▸ SHORT PROBLEM: Return the records, each one exactly as written.

▸ EXERCISE DATA:
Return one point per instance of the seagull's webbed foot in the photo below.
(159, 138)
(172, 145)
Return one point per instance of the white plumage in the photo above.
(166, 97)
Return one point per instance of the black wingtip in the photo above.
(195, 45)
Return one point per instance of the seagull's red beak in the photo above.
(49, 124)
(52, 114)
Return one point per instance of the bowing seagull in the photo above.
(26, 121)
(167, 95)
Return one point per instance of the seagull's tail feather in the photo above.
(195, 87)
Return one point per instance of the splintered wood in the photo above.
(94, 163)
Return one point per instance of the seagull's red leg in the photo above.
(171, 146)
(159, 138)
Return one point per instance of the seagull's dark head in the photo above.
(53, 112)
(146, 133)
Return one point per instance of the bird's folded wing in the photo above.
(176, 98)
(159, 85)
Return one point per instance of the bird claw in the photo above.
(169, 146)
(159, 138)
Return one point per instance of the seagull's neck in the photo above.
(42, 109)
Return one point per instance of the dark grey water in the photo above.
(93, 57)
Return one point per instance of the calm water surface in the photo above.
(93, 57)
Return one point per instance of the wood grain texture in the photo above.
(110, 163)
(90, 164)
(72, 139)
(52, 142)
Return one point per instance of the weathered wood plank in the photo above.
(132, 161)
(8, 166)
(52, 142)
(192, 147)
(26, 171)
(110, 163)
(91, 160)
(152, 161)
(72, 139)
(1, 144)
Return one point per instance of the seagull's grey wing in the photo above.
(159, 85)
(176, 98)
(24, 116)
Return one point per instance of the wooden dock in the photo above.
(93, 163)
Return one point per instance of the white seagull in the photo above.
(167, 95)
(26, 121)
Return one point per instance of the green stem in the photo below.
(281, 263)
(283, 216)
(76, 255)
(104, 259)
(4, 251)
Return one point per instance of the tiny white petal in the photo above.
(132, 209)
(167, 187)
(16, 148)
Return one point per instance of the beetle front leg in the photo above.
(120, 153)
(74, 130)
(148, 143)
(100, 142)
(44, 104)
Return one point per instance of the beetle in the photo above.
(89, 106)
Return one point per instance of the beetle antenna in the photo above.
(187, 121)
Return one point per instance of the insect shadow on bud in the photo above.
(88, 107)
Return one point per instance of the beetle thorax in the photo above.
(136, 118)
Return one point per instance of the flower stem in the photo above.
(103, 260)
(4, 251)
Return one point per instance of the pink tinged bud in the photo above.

▸ SOLUTION TO THE EXERCISE:
Return one point per instance of the seagull's webbed foot in the photo below.
(159, 138)
(172, 145)
Return one point per instance of the white plumage in the photo above.
(166, 97)
Return one point per instance of the black wingtip in the photo above.
(195, 45)
Return one point per instance of the seagull's red beak in the photo above.
(49, 124)
(52, 114)
Return one point per instance of the bowing seagull in the photo above.
(26, 121)
(167, 95)
Return one point per instance of the seagull's tail feather in the photo above.
(195, 87)
Return one point per instance of the splintered wood in the photo above.
(94, 163)
Return one point per instance of the seagull's red leg in the photo above.
(171, 146)
(159, 138)
Return one point per instance of the seagull's dark head in the photo above.
(53, 112)
(146, 133)
Return one point per instance of the bird's folded wing in the photo above.
(176, 98)
(159, 85)
Return one point per instance of the bird claw in the photo above.
(169, 146)
(159, 138)
Return one point per instance of the seagull's neck in the photo above.
(42, 109)
Return one point per instance of the dark grey water in the photo above.
(93, 57)
Return one point per instance of the calm water surface in the photo above.
(93, 57)
Return one point per instance of the wood grain texture in the photo above.
(110, 163)
(90, 164)
(72, 139)
(52, 142)
Return one point per instance of the weathered wood plank in the photo above.
(132, 161)
(8, 166)
(52, 142)
(192, 147)
(26, 171)
(110, 163)
(91, 160)
(152, 161)
(72, 139)
(1, 144)
Return one point per instance of the seagull's grey wing in the photo above.
(159, 85)
(176, 98)
(24, 116)
Return one point per instance of the wooden dock in the photo above.
(93, 163)
Return one point per instance of the white seagull in the photo above.
(167, 95)
(26, 121)
Return one point per instance of the green stem in the photo below.
(281, 263)
(283, 216)
(76, 255)
(104, 259)
(4, 251)
Return one point per instance of the tiny white petal in the photo above.
(132, 209)
(167, 187)
(16, 148)
Return one point per instance of the beetle front leg in the photo above.
(120, 153)
(74, 130)
(148, 143)
(100, 142)
(44, 104)
Return one point per instance of the beetle in the photo above.
(89, 106)
Return one point per instance of the beetle antenna in the photo above.
(187, 121)
Return one point per instance of the insect shadow on bud in the photo above.
(88, 107)
Return one point per instance of the beetle thorax in the photo above.
(136, 118)
Return one point per instance of the flower stem in the photo above.
(103, 260)
(4, 251)
Return one point per instance of the pink tinged bud in the photo above.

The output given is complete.